— Start of Page extract —

There Are Just Two Lessons We Can Learn From The Messenger’s Sudden Implosion

The logo for The Messenger with part of it obscured with a black smear so it reads "The Mess."

The Messenger, a digital news outlet that launched in May 2023, had grand plans. Its founder spoke often about a desire to not just build a thriving newsroom but to restore trust in media itself with a no-frills approach to reporting the news fairly and at scale. The Messenger would hire hundreds of journalists, it proclaimed (and then did), making itself one of the bigger news organizations in the country. And for about seven months, it was. Then, on Wednesday, it died a swift death, its employees all left without jobs and the website they worked for excised from the internet altogether. The only people surprised are the roughly 8 billion who did not design its business plan.

— End of Page extract —
— Start of Entries supplied —

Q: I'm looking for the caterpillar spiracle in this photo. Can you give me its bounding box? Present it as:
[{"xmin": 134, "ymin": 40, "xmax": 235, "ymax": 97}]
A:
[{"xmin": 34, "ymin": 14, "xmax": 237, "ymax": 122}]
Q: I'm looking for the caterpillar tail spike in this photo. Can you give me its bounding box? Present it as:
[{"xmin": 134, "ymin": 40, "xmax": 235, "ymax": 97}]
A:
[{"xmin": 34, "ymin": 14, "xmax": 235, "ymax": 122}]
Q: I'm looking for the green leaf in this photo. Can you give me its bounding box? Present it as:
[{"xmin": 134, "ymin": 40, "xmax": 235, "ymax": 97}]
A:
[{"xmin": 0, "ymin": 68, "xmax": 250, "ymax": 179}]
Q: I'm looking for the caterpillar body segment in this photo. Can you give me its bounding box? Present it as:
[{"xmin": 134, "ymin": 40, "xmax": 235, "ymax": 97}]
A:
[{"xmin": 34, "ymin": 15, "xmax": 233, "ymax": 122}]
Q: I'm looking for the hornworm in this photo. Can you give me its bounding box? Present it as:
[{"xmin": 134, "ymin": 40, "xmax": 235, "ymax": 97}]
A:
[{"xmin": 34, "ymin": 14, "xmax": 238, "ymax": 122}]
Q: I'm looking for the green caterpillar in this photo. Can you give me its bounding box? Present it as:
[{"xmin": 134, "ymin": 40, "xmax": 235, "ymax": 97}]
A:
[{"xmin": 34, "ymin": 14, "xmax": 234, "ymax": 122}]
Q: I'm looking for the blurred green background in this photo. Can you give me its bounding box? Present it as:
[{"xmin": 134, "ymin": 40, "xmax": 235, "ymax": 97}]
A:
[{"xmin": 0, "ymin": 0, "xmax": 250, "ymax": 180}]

— End of Entries supplied —

According to the article about The Messenger, in what month and year did the outlet launch? Please answer briefly. The material has no connection to the article about The Messenger.

May 2023.